§ **PASSAGE SHOWN**:
Joshua is already sick!
FOUR DAYS at daycare and he’s already running a fever.
The mom-guilt is high with this one, y’all.
Today was insane. Like there’s a million things to do and freshmen parents to greet and calendars to finish and desks to arrange and copies to be made and and and and NO TIME overdrive insane.
I greeted scared freshmen and their parents and helped answer scheduling questions and talked about school supplies and showed a bus stop list and did it all while standing up, so my feet are killing me. I’m totally out of “standing on your feet all day” shape (and regular ol’ shape, too, unless that shape happens to be “blob-ish” or “round” or “clothes-don’t-fit fat.”)
And then I went and talked money with the band director (I HATE MONEY!!! [not really. Give me money, people. I love shoes.]) and then I got called to go eat lunch with the department (YAY FOOD!) and then it was off to a faculty meeting that lasted for an hour and a half.
And then it was “Oh, you know? Perhaps you should put something on your bulletin board before Monday, Miranda. It’s looking a little…ugly…in here.”
WTF, ME?? When did you think we had time for aesthetics??

§ **GIVEN INFORMATION**:
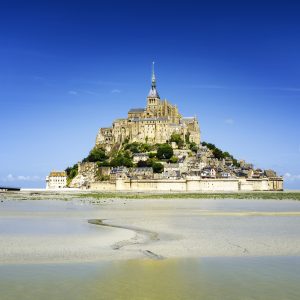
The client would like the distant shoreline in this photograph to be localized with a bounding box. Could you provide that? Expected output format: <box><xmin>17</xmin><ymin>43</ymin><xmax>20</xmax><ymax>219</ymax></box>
<box><xmin>0</xmin><ymin>189</ymin><xmax>300</xmax><ymax>201</ymax></box>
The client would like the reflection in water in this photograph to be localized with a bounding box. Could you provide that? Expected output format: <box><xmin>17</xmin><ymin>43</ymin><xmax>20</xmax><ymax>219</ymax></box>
<box><xmin>0</xmin><ymin>257</ymin><xmax>300</xmax><ymax>300</ymax></box>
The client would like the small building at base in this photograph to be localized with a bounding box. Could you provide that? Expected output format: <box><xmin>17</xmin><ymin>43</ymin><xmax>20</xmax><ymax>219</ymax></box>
<box><xmin>46</xmin><ymin>171</ymin><xmax>67</xmax><ymax>190</ymax></box>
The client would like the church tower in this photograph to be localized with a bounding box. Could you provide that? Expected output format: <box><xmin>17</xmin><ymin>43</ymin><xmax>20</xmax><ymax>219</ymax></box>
<box><xmin>147</xmin><ymin>62</ymin><xmax>160</xmax><ymax>112</ymax></box>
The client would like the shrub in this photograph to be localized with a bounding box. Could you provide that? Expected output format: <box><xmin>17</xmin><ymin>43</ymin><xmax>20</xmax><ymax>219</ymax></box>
<box><xmin>82</xmin><ymin>147</ymin><xmax>107</xmax><ymax>162</ymax></box>
<box><xmin>152</xmin><ymin>162</ymin><xmax>164</xmax><ymax>173</ymax></box>
<box><xmin>170</xmin><ymin>132</ymin><xmax>184</xmax><ymax>148</ymax></box>
<box><xmin>156</xmin><ymin>144</ymin><xmax>173</xmax><ymax>159</ymax></box>
<box><xmin>169</xmin><ymin>156</ymin><xmax>178</xmax><ymax>164</ymax></box>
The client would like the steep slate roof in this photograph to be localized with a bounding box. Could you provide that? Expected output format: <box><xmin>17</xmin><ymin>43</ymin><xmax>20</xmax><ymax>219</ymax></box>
<box><xmin>129</xmin><ymin>108</ymin><xmax>145</xmax><ymax>113</ymax></box>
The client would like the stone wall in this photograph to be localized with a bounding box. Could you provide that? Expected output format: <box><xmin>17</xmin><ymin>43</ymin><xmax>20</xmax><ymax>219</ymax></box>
<box><xmin>90</xmin><ymin>176</ymin><xmax>283</xmax><ymax>192</ymax></box>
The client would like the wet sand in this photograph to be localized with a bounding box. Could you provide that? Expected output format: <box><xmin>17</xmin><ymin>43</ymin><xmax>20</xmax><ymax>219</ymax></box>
<box><xmin>0</xmin><ymin>199</ymin><xmax>300</xmax><ymax>264</ymax></box>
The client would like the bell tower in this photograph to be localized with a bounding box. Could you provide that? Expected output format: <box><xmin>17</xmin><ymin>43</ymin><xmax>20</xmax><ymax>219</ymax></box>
<box><xmin>147</xmin><ymin>62</ymin><xmax>160</xmax><ymax>111</ymax></box>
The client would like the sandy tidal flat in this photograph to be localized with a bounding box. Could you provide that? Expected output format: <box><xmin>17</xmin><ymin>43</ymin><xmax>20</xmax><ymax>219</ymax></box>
<box><xmin>0</xmin><ymin>199</ymin><xmax>300</xmax><ymax>263</ymax></box>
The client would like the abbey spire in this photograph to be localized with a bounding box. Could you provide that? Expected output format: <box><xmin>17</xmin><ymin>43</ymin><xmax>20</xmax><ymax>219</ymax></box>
<box><xmin>148</xmin><ymin>62</ymin><xmax>160</xmax><ymax>99</ymax></box>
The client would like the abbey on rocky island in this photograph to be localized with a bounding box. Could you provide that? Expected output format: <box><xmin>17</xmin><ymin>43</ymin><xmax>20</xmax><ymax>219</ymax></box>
<box><xmin>96</xmin><ymin>63</ymin><xmax>200</xmax><ymax>151</ymax></box>
<box><xmin>47</xmin><ymin>63</ymin><xmax>283</xmax><ymax>192</ymax></box>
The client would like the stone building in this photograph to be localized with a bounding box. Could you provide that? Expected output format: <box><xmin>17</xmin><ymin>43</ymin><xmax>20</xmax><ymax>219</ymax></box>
<box><xmin>96</xmin><ymin>65</ymin><xmax>200</xmax><ymax>151</ymax></box>
<box><xmin>46</xmin><ymin>171</ymin><xmax>67</xmax><ymax>189</ymax></box>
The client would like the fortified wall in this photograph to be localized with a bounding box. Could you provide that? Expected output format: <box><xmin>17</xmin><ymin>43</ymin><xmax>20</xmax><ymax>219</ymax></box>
<box><xmin>89</xmin><ymin>177</ymin><xmax>283</xmax><ymax>192</ymax></box>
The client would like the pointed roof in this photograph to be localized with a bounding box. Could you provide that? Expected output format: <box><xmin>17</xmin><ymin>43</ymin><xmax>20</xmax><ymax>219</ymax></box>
<box><xmin>148</xmin><ymin>62</ymin><xmax>160</xmax><ymax>99</ymax></box>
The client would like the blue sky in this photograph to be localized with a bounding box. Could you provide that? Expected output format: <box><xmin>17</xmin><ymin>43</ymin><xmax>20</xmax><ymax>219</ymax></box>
<box><xmin>0</xmin><ymin>0</ymin><xmax>300</xmax><ymax>189</ymax></box>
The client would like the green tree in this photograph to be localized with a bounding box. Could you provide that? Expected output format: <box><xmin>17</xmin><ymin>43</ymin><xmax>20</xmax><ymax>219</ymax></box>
<box><xmin>170</xmin><ymin>132</ymin><xmax>184</xmax><ymax>148</ymax></box>
<box><xmin>156</xmin><ymin>144</ymin><xmax>173</xmax><ymax>159</ymax></box>
<box><xmin>190</xmin><ymin>142</ymin><xmax>198</xmax><ymax>152</ymax></box>
<box><xmin>169</xmin><ymin>156</ymin><xmax>178</xmax><ymax>164</ymax></box>
<box><xmin>110</xmin><ymin>153</ymin><xmax>133</xmax><ymax>168</ymax></box>
<box><xmin>137</xmin><ymin>160</ymin><xmax>148</xmax><ymax>168</ymax></box>
<box><xmin>82</xmin><ymin>147</ymin><xmax>107</xmax><ymax>162</ymax></box>
<box><xmin>152</xmin><ymin>162</ymin><xmax>164</xmax><ymax>173</ymax></box>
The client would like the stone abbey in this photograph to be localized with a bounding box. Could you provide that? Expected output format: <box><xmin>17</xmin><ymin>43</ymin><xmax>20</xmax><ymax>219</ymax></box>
<box><xmin>96</xmin><ymin>63</ymin><xmax>200</xmax><ymax>151</ymax></box>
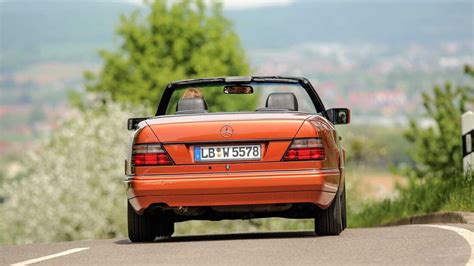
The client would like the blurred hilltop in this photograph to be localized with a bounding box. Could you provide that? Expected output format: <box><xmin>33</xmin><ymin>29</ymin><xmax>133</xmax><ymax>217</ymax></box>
<box><xmin>0</xmin><ymin>0</ymin><xmax>474</xmax><ymax>69</ymax></box>
<box><xmin>0</xmin><ymin>0</ymin><xmax>474</xmax><ymax>154</ymax></box>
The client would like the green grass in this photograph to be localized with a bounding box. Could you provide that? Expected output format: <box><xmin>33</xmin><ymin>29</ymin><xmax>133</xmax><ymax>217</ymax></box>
<box><xmin>348</xmin><ymin>175</ymin><xmax>474</xmax><ymax>227</ymax></box>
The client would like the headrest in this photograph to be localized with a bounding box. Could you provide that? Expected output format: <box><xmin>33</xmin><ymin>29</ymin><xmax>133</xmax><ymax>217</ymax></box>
<box><xmin>265</xmin><ymin>92</ymin><xmax>298</xmax><ymax>111</ymax></box>
<box><xmin>176</xmin><ymin>97</ymin><xmax>207</xmax><ymax>114</ymax></box>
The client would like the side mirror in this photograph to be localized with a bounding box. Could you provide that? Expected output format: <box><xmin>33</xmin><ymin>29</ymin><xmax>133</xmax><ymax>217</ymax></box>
<box><xmin>127</xmin><ymin>117</ymin><xmax>150</xmax><ymax>130</ymax></box>
<box><xmin>326</xmin><ymin>108</ymin><xmax>351</xmax><ymax>125</ymax></box>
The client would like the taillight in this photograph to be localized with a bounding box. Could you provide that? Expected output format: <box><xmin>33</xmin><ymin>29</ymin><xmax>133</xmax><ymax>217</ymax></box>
<box><xmin>283</xmin><ymin>138</ymin><xmax>326</xmax><ymax>161</ymax></box>
<box><xmin>132</xmin><ymin>144</ymin><xmax>173</xmax><ymax>166</ymax></box>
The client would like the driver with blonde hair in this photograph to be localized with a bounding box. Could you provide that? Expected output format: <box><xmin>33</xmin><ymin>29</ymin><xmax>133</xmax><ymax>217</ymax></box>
<box><xmin>181</xmin><ymin>88</ymin><xmax>203</xmax><ymax>99</ymax></box>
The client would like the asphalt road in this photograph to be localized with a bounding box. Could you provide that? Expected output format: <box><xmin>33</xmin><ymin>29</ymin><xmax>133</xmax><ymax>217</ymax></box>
<box><xmin>0</xmin><ymin>225</ymin><xmax>474</xmax><ymax>265</ymax></box>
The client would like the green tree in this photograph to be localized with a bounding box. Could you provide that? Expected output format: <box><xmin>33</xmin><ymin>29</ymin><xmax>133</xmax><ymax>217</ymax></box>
<box><xmin>85</xmin><ymin>0</ymin><xmax>249</xmax><ymax>107</ymax></box>
<box><xmin>405</xmin><ymin>66</ymin><xmax>474</xmax><ymax>178</ymax></box>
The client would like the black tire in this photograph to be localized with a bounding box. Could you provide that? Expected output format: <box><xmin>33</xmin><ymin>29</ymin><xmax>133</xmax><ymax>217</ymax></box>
<box><xmin>156</xmin><ymin>217</ymin><xmax>174</xmax><ymax>237</ymax></box>
<box><xmin>314</xmin><ymin>190</ymin><xmax>344</xmax><ymax>236</ymax></box>
<box><xmin>127</xmin><ymin>202</ymin><xmax>157</xmax><ymax>242</ymax></box>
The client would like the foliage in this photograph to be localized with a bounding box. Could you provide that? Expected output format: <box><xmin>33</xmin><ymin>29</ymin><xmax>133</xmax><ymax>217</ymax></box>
<box><xmin>0</xmin><ymin>104</ymin><xmax>143</xmax><ymax>244</ymax></box>
<box><xmin>349</xmin><ymin>66</ymin><xmax>474</xmax><ymax>226</ymax></box>
<box><xmin>348</xmin><ymin>175</ymin><xmax>474</xmax><ymax>227</ymax></box>
<box><xmin>85</xmin><ymin>0</ymin><xmax>249</xmax><ymax>109</ymax></box>
<box><xmin>338</xmin><ymin>125</ymin><xmax>411</xmax><ymax>169</ymax></box>
<box><xmin>405</xmin><ymin>66</ymin><xmax>474</xmax><ymax>179</ymax></box>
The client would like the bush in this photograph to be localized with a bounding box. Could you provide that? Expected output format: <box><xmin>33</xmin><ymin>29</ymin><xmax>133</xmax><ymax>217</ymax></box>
<box><xmin>0</xmin><ymin>104</ymin><xmax>144</xmax><ymax>244</ymax></box>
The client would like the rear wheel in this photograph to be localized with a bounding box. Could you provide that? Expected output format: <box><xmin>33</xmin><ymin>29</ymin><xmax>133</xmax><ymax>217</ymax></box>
<box><xmin>314</xmin><ymin>187</ymin><xmax>345</xmax><ymax>236</ymax></box>
<box><xmin>127</xmin><ymin>202</ymin><xmax>157</xmax><ymax>242</ymax></box>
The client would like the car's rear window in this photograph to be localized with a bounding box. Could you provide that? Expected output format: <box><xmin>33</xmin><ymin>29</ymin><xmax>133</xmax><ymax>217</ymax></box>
<box><xmin>166</xmin><ymin>82</ymin><xmax>316</xmax><ymax>115</ymax></box>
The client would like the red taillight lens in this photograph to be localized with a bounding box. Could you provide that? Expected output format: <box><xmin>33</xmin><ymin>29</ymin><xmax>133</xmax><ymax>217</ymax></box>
<box><xmin>283</xmin><ymin>138</ymin><xmax>326</xmax><ymax>161</ymax></box>
<box><xmin>132</xmin><ymin>144</ymin><xmax>173</xmax><ymax>166</ymax></box>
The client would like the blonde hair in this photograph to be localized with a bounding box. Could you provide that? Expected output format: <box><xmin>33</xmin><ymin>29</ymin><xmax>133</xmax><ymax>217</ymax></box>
<box><xmin>181</xmin><ymin>88</ymin><xmax>202</xmax><ymax>99</ymax></box>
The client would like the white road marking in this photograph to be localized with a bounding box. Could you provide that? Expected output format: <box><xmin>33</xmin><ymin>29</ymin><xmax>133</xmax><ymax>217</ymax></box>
<box><xmin>12</xmin><ymin>247</ymin><xmax>89</xmax><ymax>266</ymax></box>
<box><xmin>417</xmin><ymin>224</ymin><xmax>474</xmax><ymax>266</ymax></box>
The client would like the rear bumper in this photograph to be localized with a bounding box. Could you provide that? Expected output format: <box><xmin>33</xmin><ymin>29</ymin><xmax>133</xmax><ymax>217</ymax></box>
<box><xmin>125</xmin><ymin>169</ymin><xmax>340</xmax><ymax>213</ymax></box>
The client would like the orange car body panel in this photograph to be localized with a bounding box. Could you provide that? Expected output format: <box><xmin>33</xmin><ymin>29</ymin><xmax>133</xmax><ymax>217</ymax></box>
<box><xmin>125</xmin><ymin>113</ymin><xmax>344</xmax><ymax>213</ymax></box>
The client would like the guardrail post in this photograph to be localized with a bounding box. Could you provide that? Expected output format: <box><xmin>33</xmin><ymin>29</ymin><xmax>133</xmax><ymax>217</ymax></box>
<box><xmin>461</xmin><ymin>111</ymin><xmax>474</xmax><ymax>174</ymax></box>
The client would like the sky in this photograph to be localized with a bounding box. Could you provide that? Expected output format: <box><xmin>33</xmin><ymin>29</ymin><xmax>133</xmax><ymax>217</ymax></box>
<box><xmin>124</xmin><ymin>0</ymin><xmax>295</xmax><ymax>9</ymax></box>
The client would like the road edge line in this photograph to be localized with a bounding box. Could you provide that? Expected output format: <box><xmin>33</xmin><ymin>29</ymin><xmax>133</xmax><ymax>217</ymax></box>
<box><xmin>414</xmin><ymin>224</ymin><xmax>474</xmax><ymax>266</ymax></box>
<box><xmin>11</xmin><ymin>247</ymin><xmax>90</xmax><ymax>266</ymax></box>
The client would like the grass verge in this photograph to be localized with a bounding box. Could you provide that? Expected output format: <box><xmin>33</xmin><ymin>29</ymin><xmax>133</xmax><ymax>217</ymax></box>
<box><xmin>348</xmin><ymin>175</ymin><xmax>474</xmax><ymax>227</ymax></box>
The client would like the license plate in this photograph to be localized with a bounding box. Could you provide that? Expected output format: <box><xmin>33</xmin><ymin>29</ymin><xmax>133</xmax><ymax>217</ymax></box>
<box><xmin>194</xmin><ymin>145</ymin><xmax>261</xmax><ymax>162</ymax></box>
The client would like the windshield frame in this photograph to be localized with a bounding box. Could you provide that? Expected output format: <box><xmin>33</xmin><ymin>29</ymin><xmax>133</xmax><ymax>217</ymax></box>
<box><xmin>155</xmin><ymin>77</ymin><xmax>328</xmax><ymax>118</ymax></box>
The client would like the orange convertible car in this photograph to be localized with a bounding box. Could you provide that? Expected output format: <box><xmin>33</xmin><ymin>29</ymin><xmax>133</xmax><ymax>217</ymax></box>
<box><xmin>125</xmin><ymin>77</ymin><xmax>350</xmax><ymax>242</ymax></box>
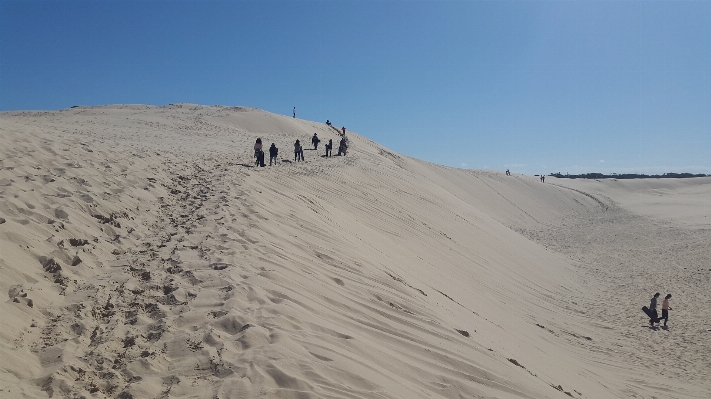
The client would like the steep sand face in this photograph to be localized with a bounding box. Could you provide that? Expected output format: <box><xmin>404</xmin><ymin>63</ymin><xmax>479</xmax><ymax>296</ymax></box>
<box><xmin>0</xmin><ymin>104</ymin><xmax>711</xmax><ymax>398</ymax></box>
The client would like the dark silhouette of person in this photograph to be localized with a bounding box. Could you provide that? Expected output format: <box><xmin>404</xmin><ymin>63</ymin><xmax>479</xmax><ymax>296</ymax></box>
<box><xmin>311</xmin><ymin>133</ymin><xmax>321</xmax><ymax>150</ymax></box>
<box><xmin>649</xmin><ymin>292</ymin><xmax>659</xmax><ymax>326</ymax></box>
<box><xmin>269</xmin><ymin>143</ymin><xmax>279</xmax><ymax>166</ymax></box>
<box><xmin>326</xmin><ymin>139</ymin><xmax>333</xmax><ymax>157</ymax></box>
<box><xmin>294</xmin><ymin>140</ymin><xmax>304</xmax><ymax>161</ymax></box>
<box><xmin>338</xmin><ymin>137</ymin><xmax>348</xmax><ymax>155</ymax></box>
<box><xmin>254</xmin><ymin>138</ymin><xmax>262</xmax><ymax>165</ymax></box>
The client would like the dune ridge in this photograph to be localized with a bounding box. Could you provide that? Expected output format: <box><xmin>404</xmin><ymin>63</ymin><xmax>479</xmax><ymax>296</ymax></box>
<box><xmin>0</xmin><ymin>104</ymin><xmax>711</xmax><ymax>398</ymax></box>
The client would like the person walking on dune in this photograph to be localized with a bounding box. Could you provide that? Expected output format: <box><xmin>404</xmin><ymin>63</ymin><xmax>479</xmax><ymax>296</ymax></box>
<box><xmin>294</xmin><ymin>140</ymin><xmax>304</xmax><ymax>162</ymax></box>
<box><xmin>326</xmin><ymin>139</ymin><xmax>333</xmax><ymax>157</ymax></box>
<box><xmin>311</xmin><ymin>133</ymin><xmax>321</xmax><ymax>150</ymax></box>
<box><xmin>659</xmin><ymin>294</ymin><xmax>672</xmax><ymax>327</ymax></box>
<box><xmin>254</xmin><ymin>138</ymin><xmax>262</xmax><ymax>165</ymax></box>
<box><xmin>269</xmin><ymin>143</ymin><xmax>279</xmax><ymax>166</ymax></box>
<box><xmin>649</xmin><ymin>292</ymin><xmax>659</xmax><ymax>326</ymax></box>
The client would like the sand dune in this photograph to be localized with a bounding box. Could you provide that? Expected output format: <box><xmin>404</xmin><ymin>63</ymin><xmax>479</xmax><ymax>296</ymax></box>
<box><xmin>0</xmin><ymin>104</ymin><xmax>711</xmax><ymax>398</ymax></box>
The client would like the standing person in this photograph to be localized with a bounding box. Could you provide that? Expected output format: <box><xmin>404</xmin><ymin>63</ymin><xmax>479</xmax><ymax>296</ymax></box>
<box><xmin>326</xmin><ymin>139</ymin><xmax>333</xmax><ymax>157</ymax></box>
<box><xmin>254</xmin><ymin>138</ymin><xmax>262</xmax><ymax>165</ymax></box>
<box><xmin>294</xmin><ymin>140</ymin><xmax>304</xmax><ymax>161</ymax></box>
<box><xmin>659</xmin><ymin>294</ymin><xmax>672</xmax><ymax>327</ymax></box>
<box><xmin>311</xmin><ymin>133</ymin><xmax>321</xmax><ymax>150</ymax></box>
<box><xmin>649</xmin><ymin>292</ymin><xmax>659</xmax><ymax>326</ymax></box>
<box><xmin>269</xmin><ymin>143</ymin><xmax>279</xmax><ymax>166</ymax></box>
<box><xmin>338</xmin><ymin>137</ymin><xmax>348</xmax><ymax>156</ymax></box>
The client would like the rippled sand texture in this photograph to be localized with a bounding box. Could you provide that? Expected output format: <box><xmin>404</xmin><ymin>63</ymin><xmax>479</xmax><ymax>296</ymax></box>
<box><xmin>0</xmin><ymin>104</ymin><xmax>711</xmax><ymax>399</ymax></box>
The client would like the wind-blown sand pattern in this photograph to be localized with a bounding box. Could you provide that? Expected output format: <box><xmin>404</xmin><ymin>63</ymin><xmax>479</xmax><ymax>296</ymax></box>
<box><xmin>0</xmin><ymin>104</ymin><xmax>711</xmax><ymax>399</ymax></box>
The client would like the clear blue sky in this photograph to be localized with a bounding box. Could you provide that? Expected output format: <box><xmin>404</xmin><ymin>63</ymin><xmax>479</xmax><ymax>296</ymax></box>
<box><xmin>0</xmin><ymin>0</ymin><xmax>711</xmax><ymax>174</ymax></box>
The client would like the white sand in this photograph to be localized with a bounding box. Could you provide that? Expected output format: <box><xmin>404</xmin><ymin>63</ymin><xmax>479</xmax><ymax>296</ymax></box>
<box><xmin>0</xmin><ymin>104</ymin><xmax>711</xmax><ymax>398</ymax></box>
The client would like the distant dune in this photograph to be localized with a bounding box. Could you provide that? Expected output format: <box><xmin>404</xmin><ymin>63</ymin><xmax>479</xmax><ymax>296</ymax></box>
<box><xmin>0</xmin><ymin>104</ymin><xmax>711</xmax><ymax>399</ymax></box>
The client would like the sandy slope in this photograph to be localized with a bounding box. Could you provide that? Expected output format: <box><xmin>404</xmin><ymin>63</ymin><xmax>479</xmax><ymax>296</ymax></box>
<box><xmin>0</xmin><ymin>104</ymin><xmax>711</xmax><ymax>398</ymax></box>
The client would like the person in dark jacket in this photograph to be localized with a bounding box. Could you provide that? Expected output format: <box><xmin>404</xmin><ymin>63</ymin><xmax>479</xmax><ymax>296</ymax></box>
<box><xmin>326</xmin><ymin>139</ymin><xmax>333</xmax><ymax>157</ymax></box>
<box><xmin>311</xmin><ymin>133</ymin><xmax>321</xmax><ymax>150</ymax></box>
<box><xmin>338</xmin><ymin>137</ymin><xmax>348</xmax><ymax>156</ymax></box>
<box><xmin>649</xmin><ymin>292</ymin><xmax>659</xmax><ymax>326</ymax></box>
<box><xmin>294</xmin><ymin>140</ymin><xmax>304</xmax><ymax>161</ymax></box>
<box><xmin>254</xmin><ymin>138</ymin><xmax>262</xmax><ymax>166</ymax></box>
<box><xmin>269</xmin><ymin>143</ymin><xmax>279</xmax><ymax>166</ymax></box>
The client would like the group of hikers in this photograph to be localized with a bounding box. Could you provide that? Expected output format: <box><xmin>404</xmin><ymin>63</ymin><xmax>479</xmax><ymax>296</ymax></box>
<box><xmin>254</xmin><ymin>131</ymin><xmax>348</xmax><ymax>167</ymax></box>
<box><xmin>642</xmin><ymin>292</ymin><xmax>672</xmax><ymax>327</ymax></box>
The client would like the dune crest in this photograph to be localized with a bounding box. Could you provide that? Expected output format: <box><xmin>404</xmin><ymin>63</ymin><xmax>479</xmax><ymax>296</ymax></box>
<box><xmin>0</xmin><ymin>104</ymin><xmax>711</xmax><ymax>399</ymax></box>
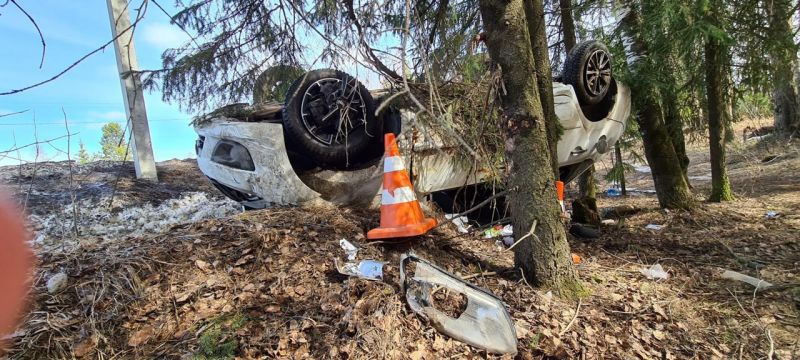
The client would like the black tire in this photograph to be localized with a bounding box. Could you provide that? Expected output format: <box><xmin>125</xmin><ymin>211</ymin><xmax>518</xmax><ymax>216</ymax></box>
<box><xmin>253</xmin><ymin>65</ymin><xmax>305</xmax><ymax>105</ymax></box>
<box><xmin>283</xmin><ymin>69</ymin><xmax>383</xmax><ymax>169</ymax></box>
<box><xmin>561</xmin><ymin>40</ymin><xmax>613</xmax><ymax>105</ymax></box>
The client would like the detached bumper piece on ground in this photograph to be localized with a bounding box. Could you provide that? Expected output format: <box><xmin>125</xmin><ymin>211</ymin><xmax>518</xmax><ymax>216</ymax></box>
<box><xmin>400</xmin><ymin>253</ymin><xmax>517</xmax><ymax>355</ymax></box>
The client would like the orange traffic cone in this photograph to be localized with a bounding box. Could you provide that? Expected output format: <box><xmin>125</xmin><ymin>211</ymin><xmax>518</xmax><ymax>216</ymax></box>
<box><xmin>367</xmin><ymin>133</ymin><xmax>436</xmax><ymax>239</ymax></box>
<box><xmin>556</xmin><ymin>181</ymin><xmax>567</xmax><ymax>214</ymax></box>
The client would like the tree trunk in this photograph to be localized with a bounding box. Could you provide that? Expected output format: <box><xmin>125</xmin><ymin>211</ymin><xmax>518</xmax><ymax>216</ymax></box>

§ **ACTIVITIES**:
(a) Decide whether each statement agrees with the blog post, answering yes or no and quoting the deciding words: (i) Joshua had been at daycare four days when he got a fever. (ii) The faculty meeting lasted one hour. (iii) The writer ate lunch with the band director.
(b) Rewrite the blog post from "I greeted scared" up to and including "and a half.", renaming "band director" to "choir director".

§ **RESULTS**:
(a)
(i) Yes: "FOUR DAYS at daycare and he’s already running a fever."
(ii) No: "a faculty meeting that lasted for an hour and a half."
(iii) No: "then I got called to go eat lunch with the department"

(b)
I greeted scared freshmen and their parents and helped answer scheduling questions and talked about school supplies and showed a bus stop list and did it all while standing up, so my feet are killing me. I’m totally out of “standing on your feet all day” shape (and regular ol’ shape, too, unless that shape happens to be “blob-ish” or “round” or “clothes-don’t-fit fat.”)
And then I went and talked money with the choir director (I HATE MONEY!!! [not really. Give me money, people. I love shoes.]) and then I got called to go eat lunch with the department (YAY FOOD!) and then it was off to a faculty meeting that lasted for an hour and a half.